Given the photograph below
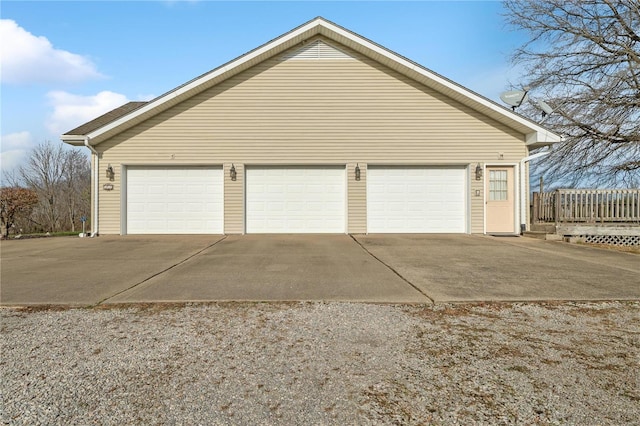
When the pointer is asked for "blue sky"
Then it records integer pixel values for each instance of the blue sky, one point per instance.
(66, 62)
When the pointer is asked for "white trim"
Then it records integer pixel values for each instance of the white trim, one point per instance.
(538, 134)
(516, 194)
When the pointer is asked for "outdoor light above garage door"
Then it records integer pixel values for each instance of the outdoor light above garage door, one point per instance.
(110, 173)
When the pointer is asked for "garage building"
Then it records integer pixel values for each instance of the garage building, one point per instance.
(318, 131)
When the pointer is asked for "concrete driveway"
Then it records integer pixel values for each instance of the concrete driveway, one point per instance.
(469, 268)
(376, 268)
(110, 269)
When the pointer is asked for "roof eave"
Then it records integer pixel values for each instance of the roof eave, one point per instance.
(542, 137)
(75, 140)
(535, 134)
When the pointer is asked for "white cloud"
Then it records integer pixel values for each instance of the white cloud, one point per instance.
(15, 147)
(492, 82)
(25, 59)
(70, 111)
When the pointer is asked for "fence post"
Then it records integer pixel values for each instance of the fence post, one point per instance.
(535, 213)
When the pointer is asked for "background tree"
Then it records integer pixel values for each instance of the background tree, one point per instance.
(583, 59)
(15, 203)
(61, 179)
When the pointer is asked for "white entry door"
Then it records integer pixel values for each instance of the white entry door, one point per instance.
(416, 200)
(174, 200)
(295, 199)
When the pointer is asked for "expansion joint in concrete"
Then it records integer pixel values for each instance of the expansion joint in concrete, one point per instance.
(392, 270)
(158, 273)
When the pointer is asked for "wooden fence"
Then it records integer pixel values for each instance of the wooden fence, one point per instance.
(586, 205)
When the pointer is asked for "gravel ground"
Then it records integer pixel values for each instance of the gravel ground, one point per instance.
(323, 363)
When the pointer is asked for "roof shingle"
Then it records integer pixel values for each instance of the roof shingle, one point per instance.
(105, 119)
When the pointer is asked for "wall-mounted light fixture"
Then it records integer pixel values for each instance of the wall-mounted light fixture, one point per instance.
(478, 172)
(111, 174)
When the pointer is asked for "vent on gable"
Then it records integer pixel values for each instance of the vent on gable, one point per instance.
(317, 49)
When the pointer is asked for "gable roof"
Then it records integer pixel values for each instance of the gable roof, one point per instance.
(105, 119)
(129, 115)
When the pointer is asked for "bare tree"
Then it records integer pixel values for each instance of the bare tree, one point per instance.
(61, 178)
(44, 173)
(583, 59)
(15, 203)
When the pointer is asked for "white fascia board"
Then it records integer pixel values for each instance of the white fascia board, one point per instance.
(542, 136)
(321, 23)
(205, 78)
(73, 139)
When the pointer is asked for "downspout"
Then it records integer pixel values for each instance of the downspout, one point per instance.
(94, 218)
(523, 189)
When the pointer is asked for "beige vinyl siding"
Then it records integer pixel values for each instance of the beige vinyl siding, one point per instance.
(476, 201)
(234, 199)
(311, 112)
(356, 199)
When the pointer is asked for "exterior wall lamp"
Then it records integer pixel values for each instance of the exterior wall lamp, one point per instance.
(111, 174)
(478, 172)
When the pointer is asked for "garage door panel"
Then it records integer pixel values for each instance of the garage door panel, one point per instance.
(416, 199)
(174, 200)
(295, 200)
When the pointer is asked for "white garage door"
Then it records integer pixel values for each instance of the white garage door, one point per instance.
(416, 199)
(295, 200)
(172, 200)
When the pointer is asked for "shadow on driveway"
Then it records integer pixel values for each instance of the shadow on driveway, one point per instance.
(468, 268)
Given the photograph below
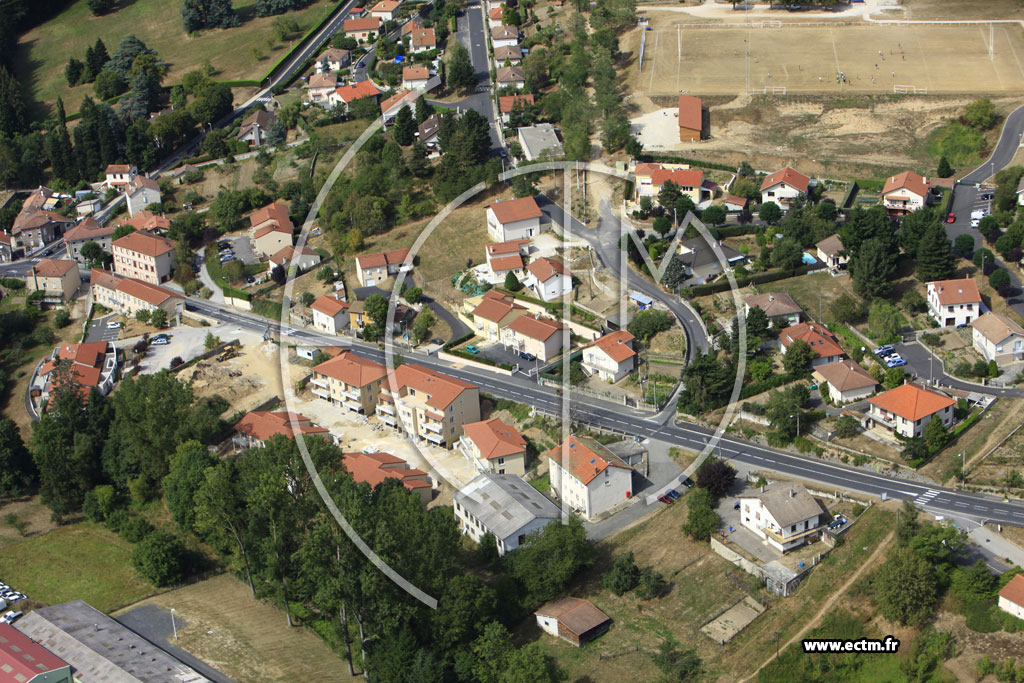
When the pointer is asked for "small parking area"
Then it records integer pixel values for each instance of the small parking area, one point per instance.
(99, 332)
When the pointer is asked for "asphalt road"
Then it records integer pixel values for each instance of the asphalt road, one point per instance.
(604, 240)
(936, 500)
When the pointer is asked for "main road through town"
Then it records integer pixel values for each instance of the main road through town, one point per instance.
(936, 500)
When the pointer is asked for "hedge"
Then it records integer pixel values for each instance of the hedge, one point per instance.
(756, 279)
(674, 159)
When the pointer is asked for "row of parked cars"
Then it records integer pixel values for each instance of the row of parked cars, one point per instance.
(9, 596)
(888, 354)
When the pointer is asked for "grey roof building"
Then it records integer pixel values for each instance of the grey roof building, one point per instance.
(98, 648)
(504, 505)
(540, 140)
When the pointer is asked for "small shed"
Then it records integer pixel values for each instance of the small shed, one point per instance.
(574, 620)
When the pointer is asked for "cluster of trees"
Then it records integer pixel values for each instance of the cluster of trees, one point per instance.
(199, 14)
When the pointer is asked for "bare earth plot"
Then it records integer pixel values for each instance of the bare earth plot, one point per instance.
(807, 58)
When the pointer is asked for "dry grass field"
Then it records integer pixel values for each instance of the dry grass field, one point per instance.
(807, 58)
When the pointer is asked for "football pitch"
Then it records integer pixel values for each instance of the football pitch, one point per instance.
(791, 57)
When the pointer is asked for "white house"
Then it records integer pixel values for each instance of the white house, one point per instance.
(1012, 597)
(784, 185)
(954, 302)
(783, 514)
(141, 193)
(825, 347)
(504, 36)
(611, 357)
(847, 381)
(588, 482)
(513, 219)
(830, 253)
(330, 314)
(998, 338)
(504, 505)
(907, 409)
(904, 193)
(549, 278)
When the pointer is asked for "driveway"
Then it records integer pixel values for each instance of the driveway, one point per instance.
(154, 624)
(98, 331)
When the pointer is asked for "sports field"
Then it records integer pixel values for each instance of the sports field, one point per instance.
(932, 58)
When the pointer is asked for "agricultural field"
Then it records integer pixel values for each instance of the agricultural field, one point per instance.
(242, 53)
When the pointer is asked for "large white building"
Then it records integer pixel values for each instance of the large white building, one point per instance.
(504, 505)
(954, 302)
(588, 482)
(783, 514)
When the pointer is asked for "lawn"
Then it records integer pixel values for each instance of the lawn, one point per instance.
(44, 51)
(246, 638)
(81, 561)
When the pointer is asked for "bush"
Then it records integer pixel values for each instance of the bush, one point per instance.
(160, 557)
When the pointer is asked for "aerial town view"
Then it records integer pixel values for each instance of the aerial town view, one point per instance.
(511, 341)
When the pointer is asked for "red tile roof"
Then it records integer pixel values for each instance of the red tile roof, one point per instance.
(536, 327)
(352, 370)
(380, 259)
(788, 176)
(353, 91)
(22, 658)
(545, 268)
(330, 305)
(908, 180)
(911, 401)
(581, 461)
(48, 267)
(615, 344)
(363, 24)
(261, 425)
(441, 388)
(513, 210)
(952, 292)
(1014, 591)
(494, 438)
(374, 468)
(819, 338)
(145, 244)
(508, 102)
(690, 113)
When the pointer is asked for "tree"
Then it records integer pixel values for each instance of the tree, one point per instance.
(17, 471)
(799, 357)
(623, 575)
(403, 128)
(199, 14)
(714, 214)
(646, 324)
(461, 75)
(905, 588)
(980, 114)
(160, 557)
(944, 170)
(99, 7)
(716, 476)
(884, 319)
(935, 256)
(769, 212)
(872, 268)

◆ Your assignment
A faithful copy of the entries above is needed, one that contains no images.

◆ Written solution
Given the photograph below
When the pointer is asked for "blue sky"
Then it records integer pixel values for each instance of the blue sky, one point per instance.
(66, 62)
When the pointer is asked for "white trim"
Then it records integer pixel values for each instance of the white trim, one point per instance.
(538, 134)
(516, 194)
When the pointer is asked for "outdoor light above garage door"
Then it records integer pixel values for each instance of the outdoor light above garage door, one point per instance.
(110, 173)
When the pointer is asked for "garage building"
Then it records integer pixel values for each instance of the garage building, one point per instance.
(318, 131)
When the pointer is asked for "concrete driveway"
Then it records integer pixel values for each instance of the concrete driveway, one point per instance.
(469, 268)
(376, 268)
(110, 269)
When the pointer is asked for "roof eave"
Then it records integer pixel values for each instance of the roof eave, one point per instance.
(542, 137)
(75, 140)
(535, 134)
When the pointer is asked for "white cloud"
Then it records integer pixel values for each instance of the white cloud, one point per instance.
(15, 147)
(492, 82)
(25, 59)
(70, 111)
When the pointer is asked for "fence post"
Then it records integer pixel values for each instance of the fence post, one point per instance.
(535, 213)
When the pointer is asked for "background tree"
Then it records integer pixel values for each instance of the background tree, one point per instance.
(583, 59)
(15, 203)
(61, 179)
When the pointer is asked for "white entry door"
Then it records integer pixel values for each instance of the white entry door, one point per instance.
(416, 200)
(174, 200)
(295, 199)
When the pointer is asked for "expansion joint in concrete"
Then it records integer pixel values for each instance of the expansion joint in concrete, one point per instance.
(392, 270)
(158, 273)
When the pointer is asked for "wooden fence"
Then it records integer pixel values for each instance of the wooden fence, one point per instance.
(586, 205)
When the pointer is asked for "gravel ground"
Then it records integer pixel values for each instance of the gravel ground, one point per instance.
(323, 363)
When the pointer is asked for "roof shingle"
Then it records integer pixel values for each instance of the roof shingle, one point per instance.
(105, 119)
When the pointer is asked for "wall-mounted light fixture"
Then it records integer pixel values for each instance of the wall-mounted light fixture, one point per instance.
(478, 172)
(111, 174)
When the pointer is asked for "vent on gable"
Then it records integer pixel values for each instance of the vent on gable, one point per instance.
(317, 49)
When the pointer is asked for "gable roof"
Then it records integer pixel values for each instance of the gable roof, one point per instance.
(105, 119)
(129, 115)
When the pointer is asked for "bare tree"
Then it records integer pixel values for each instance of the bare tree, one point per instance.
(61, 178)
(44, 173)
(583, 59)
(15, 203)
When the pointer is asked for "white fascia board"
Then it records integer pixel values for each instance of the white fascia board, one point per instance.
(542, 136)
(321, 23)
(205, 78)
(73, 139)
When the pointer is asked for "downspout"
Then it records integer pixel values for each instance of the downspout, one point per instance.
(94, 218)
(523, 189)
When the pointer is asked for "beige vinyl siding"
Then it records integer pixel values for each instance of the beige vinyl siding, one point per instance.
(476, 201)
(234, 199)
(311, 112)
(356, 199)
When the pointer is asked for "exterior wall lamp"
Then it records integer pixel values for each instance of the exterior wall lamp, one point per instance.
(111, 174)
(478, 172)
When the pointer is asked for "garage door panel"
Then it records integer pixel values for each instance of the garage door panel, one point per instance.
(416, 199)
(174, 200)
(295, 200)
When the pointer is asked for "white garage door"
Then it records integer pixel values for each instance of the white garage door, one point per instance.
(416, 199)
(295, 200)
(172, 200)
When the pointer is asked for "shadow on driveway"
Then it records integer pixel values for each instance of the shadow on driveway, one point per instance.
(468, 268)
Given the photograph below
When the pointer is asked for "small parking area"
Then it records integer pixel values for each instance of the small parking area, one point per instance.
(99, 332)
When the pointer is asked for "asphalt road"
Then it records integer pixel values for each instance of the asphalt road, one point per instance.
(604, 240)
(936, 500)
When the pointer is asked for "main road through town"
Then it records integer pixel values for each instance of the main road through town, one point per instance.
(936, 500)
When the pointer is asked for "hedge"
Then it records integer pixel values for each instance of the hedge, one point per instance.
(756, 279)
(674, 159)
When the pointer is asked for "row of parked cars"
Then it records integer pixel values for each instance of the row of parked cars, one point per instance.
(9, 596)
(888, 354)
When the pointer is asked for "grey roof building"
Then it records integer pixel values for each instance of the grey roof building, one point per instance.
(98, 648)
(504, 505)
(540, 140)
When the pointer is asked for "small shed"
Then it records integer pixel values for each instance of the small shed, one point per instance.
(574, 620)
When the pointer is asked for "cluster of trees"
Then it records integer pixel values for each instance of the cluster of trees, one point per instance.
(199, 14)
When the pointer is asked for "bare earth plot"
Then it records integer pixel values for each instance of the bare earth plot, one point per instance.
(807, 58)
When the pointer is asked for "dry grass field"
Then it records integer pixel values for each instance of the dry grass field, one point per instance.
(807, 58)
When the pointer is asked for "football pitch"
Then it records integer pixel values for each instance of the football pitch, one point per instance.
(791, 57)
When the pointer is asked for "white house"
Then it records integer pixel values for each instance of the white house, one point per instance.
(1012, 597)
(784, 185)
(954, 302)
(783, 514)
(141, 193)
(825, 347)
(504, 36)
(611, 357)
(847, 381)
(588, 482)
(513, 219)
(830, 253)
(330, 314)
(998, 338)
(504, 505)
(907, 409)
(904, 193)
(549, 278)
When the pointer is asked for "driveway"
Then it records integer pixel values for each instance of the driveway, one point per instance.
(154, 624)
(98, 331)
When the pointer is asked for "sports field"
Then it records integer pixel values for each instance of the sports field, one point per instance.
(932, 58)
When the pointer is asked for "agricultural field"
Then it records integer pixel values for each instance of the agricultural field, one point per instance.
(242, 53)
When the pointer is asked for "large white building"
Then it records integer pixel values for each instance of the large white building, one point per instance.
(504, 505)
(954, 302)
(588, 482)
(783, 514)
When the pointer is asked for "lawn"
Then it records integer pixel values for each instance of the lawn, one point per instance.
(44, 51)
(246, 638)
(81, 561)
When the pointer is asked for "bush"
Then it records integer pixel values for each instance of the bush, one point per instance.
(160, 557)
When the pointer is asked for "aerial town view"
Then it records integer pixel values for each instance of the aerial town view, one point per instance.
(511, 341)
When the pointer is asked for "red tile roof"
Then it records integer pixel values for each instance of the red tile roof, one point per instance.
(536, 327)
(352, 370)
(380, 259)
(788, 176)
(353, 91)
(22, 658)
(545, 268)
(330, 305)
(908, 180)
(911, 401)
(581, 461)
(48, 267)
(615, 344)
(363, 24)
(261, 425)
(441, 388)
(513, 210)
(952, 292)
(1014, 591)
(494, 438)
(374, 468)
(819, 338)
(145, 244)
(508, 102)
(690, 113)
When the pointer is asked for "tree"
Then it records integer pixel values for each instance of the tree, one point per instance.
(17, 471)
(799, 357)
(623, 575)
(403, 128)
(199, 14)
(714, 214)
(646, 324)
(461, 75)
(905, 588)
(980, 114)
(160, 557)
(944, 170)
(99, 7)
(716, 476)
(884, 319)
(935, 256)
(769, 212)
(872, 268)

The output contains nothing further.